**PROBLEM TO WORK ON:** Which lines below contain the string "bench"? List each of those lines in full.

**THE DATA:**

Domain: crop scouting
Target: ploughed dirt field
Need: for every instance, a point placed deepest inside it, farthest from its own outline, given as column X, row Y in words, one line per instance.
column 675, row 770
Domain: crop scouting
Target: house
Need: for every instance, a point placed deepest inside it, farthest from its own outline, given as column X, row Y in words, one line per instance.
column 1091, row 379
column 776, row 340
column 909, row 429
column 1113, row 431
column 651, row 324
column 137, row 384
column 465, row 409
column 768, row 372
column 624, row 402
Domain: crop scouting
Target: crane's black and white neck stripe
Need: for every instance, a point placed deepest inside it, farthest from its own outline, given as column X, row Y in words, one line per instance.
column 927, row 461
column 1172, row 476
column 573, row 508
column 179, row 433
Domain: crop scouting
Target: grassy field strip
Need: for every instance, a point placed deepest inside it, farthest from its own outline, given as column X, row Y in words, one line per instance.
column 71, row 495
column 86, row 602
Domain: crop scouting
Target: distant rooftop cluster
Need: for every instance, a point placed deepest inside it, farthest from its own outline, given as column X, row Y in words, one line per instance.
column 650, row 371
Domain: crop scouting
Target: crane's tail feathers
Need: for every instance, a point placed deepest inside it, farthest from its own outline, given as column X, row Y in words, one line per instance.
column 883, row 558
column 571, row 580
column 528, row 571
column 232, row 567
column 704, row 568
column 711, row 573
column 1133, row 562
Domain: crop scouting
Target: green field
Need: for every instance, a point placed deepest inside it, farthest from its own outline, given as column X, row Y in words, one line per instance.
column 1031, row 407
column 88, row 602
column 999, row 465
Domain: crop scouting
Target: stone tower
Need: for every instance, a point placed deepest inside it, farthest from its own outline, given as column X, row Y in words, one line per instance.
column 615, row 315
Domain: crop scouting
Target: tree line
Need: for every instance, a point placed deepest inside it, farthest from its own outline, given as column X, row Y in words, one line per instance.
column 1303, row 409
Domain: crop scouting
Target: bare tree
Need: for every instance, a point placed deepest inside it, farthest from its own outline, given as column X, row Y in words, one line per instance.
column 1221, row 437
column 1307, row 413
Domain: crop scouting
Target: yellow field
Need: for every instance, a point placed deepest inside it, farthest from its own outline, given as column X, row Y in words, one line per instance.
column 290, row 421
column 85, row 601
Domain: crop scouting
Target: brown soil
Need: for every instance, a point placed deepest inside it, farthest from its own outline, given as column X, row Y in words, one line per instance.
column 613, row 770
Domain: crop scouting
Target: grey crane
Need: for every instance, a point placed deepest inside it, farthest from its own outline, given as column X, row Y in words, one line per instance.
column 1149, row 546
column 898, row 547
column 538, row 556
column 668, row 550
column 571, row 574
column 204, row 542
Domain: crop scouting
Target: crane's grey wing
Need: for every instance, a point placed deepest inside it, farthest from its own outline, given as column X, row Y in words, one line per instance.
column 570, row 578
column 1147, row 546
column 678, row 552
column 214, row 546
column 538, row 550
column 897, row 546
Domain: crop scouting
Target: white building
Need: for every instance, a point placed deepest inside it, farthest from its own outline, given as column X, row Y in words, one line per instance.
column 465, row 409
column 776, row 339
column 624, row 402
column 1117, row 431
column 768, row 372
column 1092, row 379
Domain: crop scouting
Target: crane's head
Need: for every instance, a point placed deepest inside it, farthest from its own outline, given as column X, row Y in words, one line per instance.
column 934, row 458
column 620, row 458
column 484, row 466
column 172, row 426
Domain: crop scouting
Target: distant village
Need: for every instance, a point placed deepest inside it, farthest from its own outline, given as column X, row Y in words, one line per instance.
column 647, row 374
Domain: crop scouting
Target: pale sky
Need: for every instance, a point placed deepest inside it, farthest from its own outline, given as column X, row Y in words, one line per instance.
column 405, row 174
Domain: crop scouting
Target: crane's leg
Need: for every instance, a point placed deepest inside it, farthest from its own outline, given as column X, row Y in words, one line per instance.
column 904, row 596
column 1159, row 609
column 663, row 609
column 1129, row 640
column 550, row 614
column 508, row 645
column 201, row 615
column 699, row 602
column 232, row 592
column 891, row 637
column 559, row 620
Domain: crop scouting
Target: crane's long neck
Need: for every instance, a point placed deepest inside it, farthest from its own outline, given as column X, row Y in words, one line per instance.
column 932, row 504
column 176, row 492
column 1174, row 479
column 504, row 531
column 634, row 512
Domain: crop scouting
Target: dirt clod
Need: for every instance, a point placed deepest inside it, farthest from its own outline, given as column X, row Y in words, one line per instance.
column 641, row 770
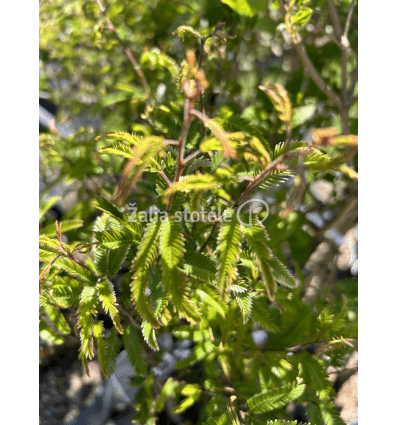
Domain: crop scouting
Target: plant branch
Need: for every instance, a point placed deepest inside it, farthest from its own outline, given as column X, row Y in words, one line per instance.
column 309, row 66
column 193, row 156
column 167, row 180
column 335, row 19
column 349, row 19
column 127, row 50
column 131, row 320
column 189, row 104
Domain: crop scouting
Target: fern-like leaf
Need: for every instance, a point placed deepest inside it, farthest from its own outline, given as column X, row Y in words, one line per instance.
column 113, row 239
column 275, row 399
column 107, row 296
column 245, row 303
column 257, row 237
column 200, row 267
column 282, row 273
column 172, row 250
column 132, row 342
column 87, row 312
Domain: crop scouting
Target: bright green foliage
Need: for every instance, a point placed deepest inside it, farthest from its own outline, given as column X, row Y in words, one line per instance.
column 229, row 245
column 272, row 400
column 217, row 279
column 132, row 342
column 146, row 257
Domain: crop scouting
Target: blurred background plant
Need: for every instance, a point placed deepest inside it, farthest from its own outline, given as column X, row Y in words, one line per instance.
column 114, row 66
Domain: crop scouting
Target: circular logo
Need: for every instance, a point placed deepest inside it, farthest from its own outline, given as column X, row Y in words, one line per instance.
column 256, row 207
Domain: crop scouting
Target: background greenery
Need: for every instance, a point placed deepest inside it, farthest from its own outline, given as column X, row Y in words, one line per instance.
column 84, row 70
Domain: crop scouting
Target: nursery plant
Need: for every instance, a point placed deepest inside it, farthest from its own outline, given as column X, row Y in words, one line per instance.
column 192, row 226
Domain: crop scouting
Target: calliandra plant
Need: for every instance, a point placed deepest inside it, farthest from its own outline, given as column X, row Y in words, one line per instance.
column 209, row 282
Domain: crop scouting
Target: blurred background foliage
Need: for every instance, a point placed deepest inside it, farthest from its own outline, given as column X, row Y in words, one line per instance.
column 84, row 70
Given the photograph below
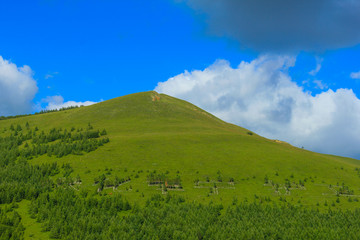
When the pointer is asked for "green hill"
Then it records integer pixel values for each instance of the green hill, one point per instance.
(150, 131)
(162, 145)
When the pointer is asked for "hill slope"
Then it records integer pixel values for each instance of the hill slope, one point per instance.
(189, 152)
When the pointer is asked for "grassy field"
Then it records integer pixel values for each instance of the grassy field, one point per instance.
(154, 132)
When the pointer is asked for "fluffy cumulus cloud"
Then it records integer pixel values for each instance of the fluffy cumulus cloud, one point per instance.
(284, 24)
(57, 102)
(261, 96)
(17, 88)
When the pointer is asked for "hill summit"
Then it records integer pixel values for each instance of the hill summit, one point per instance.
(162, 144)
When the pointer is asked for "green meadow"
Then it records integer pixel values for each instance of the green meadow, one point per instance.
(162, 145)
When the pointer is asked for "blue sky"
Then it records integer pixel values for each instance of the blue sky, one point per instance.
(79, 51)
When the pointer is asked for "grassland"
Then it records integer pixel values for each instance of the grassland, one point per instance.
(154, 132)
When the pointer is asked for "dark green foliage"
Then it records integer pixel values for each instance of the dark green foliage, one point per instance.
(10, 225)
(172, 218)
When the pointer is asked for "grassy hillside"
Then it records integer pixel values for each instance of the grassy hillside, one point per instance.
(215, 161)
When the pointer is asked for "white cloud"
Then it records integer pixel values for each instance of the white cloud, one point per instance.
(318, 67)
(261, 96)
(355, 75)
(17, 88)
(319, 84)
(57, 102)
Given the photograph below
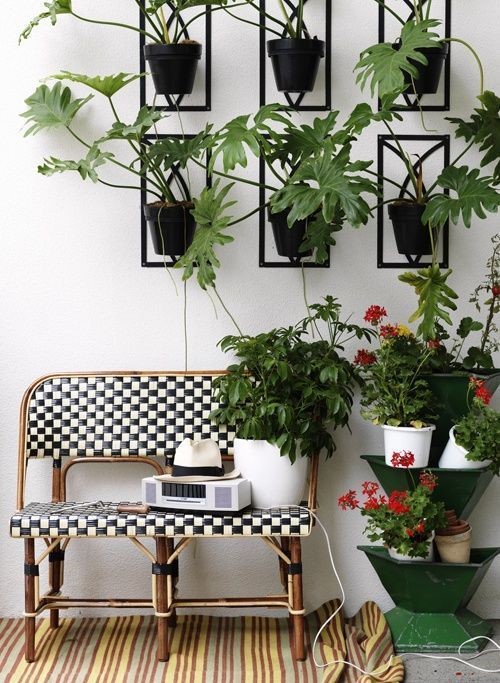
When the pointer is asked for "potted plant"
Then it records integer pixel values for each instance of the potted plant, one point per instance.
(405, 522)
(319, 186)
(413, 62)
(394, 394)
(284, 393)
(172, 56)
(175, 212)
(475, 439)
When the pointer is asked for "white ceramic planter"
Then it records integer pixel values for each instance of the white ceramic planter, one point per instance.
(275, 481)
(455, 457)
(406, 558)
(409, 439)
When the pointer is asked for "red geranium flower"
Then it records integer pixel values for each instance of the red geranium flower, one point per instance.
(364, 357)
(374, 314)
(402, 459)
(348, 500)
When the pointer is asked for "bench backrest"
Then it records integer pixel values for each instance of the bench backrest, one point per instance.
(120, 414)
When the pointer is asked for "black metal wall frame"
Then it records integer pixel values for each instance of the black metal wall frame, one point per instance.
(442, 142)
(176, 104)
(415, 105)
(175, 175)
(297, 102)
(265, 225)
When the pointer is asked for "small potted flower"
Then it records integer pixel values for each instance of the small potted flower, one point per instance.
(475, 439)
(405, 522)
(394, 393)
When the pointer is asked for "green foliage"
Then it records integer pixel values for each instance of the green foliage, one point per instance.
(288, 388)
(394, 392)
(51, 107)
(473, 195)
(211, 221)
(53, 9)
(434, 297)
(483, 129)
(384, 65)
(331, 183)
(85, 167)
(479, 433)
(106, 85)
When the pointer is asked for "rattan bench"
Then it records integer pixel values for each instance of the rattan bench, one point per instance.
(137, 417)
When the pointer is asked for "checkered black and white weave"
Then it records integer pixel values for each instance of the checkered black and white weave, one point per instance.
(56, 520)
(121, 415)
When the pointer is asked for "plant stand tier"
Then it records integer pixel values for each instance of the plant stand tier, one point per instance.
(460, 490)
(431, 598)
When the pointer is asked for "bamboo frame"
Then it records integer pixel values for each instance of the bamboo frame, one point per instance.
(164, 598)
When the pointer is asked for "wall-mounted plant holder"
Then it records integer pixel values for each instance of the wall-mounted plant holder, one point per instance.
(389, 27)
(433, 151)
(200, 99)
(268, 250)
(178, 178)
(317, 25)
(431, 599)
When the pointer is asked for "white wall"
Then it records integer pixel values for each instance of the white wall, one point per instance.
(74, 296)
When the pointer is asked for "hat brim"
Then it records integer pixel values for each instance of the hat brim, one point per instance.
(234, 474)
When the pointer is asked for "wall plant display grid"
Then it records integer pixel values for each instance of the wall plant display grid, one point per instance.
(440, 101)
(432, 144)
(298, 101)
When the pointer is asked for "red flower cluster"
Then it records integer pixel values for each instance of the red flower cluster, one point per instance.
(348, 500)
(374, 314)
(364, 357)
(397, 502)
(388, 330)
(402, 459)
(428, 480)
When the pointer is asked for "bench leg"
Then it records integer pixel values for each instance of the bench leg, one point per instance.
(298, 620)
(55, 580)
(162, 601)
(29, 599)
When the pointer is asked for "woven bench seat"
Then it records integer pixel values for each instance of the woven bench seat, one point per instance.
(51, 520)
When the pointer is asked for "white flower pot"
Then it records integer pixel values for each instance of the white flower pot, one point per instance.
(454, 456)
(275, 481)
(409, 439)
(406, 558)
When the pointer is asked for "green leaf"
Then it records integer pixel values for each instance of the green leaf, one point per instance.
(473, 195)
(51, 107)
(211, 221)
(54, 9)
(334, 186)
(434, 297)
(85, 167)
(106, 85)
(484, 129)
(384, 66)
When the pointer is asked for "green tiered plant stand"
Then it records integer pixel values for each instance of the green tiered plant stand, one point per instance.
(430, 598)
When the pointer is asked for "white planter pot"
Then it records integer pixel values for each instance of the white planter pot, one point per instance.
(275, 481)
(454, 457)
(409, 439)
(406, 558)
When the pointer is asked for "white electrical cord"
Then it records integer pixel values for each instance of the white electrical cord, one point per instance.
(381, 670)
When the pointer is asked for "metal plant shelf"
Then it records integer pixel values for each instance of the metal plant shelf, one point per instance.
(431, 598)
(460, 490)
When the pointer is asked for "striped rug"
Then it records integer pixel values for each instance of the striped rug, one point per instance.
(204, 649)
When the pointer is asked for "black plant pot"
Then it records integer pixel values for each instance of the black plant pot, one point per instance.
(295, 62)
(288, 240)
(412, 237)
(429, 74)
(173, 67)
(172, 228)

**ANSWER TO THE EXERCISE:**
When the pointer is asked for "bench backrest"
Then it records integer pixel values for each instance of the bench backrest, one point per instance.
When the pointer is asked for "rattan bench"
Then it records integer pixel values for each instance of the rattan bench, one point per instance.
When the pointer is asked for "bench leg"
Then it records integer pixel values for each instance of the bench leg, one point per instance.
When the pointer is asked for "woven bench seat"
Then it records integer pixel values for each instance of the woven bench seat, one point per instance.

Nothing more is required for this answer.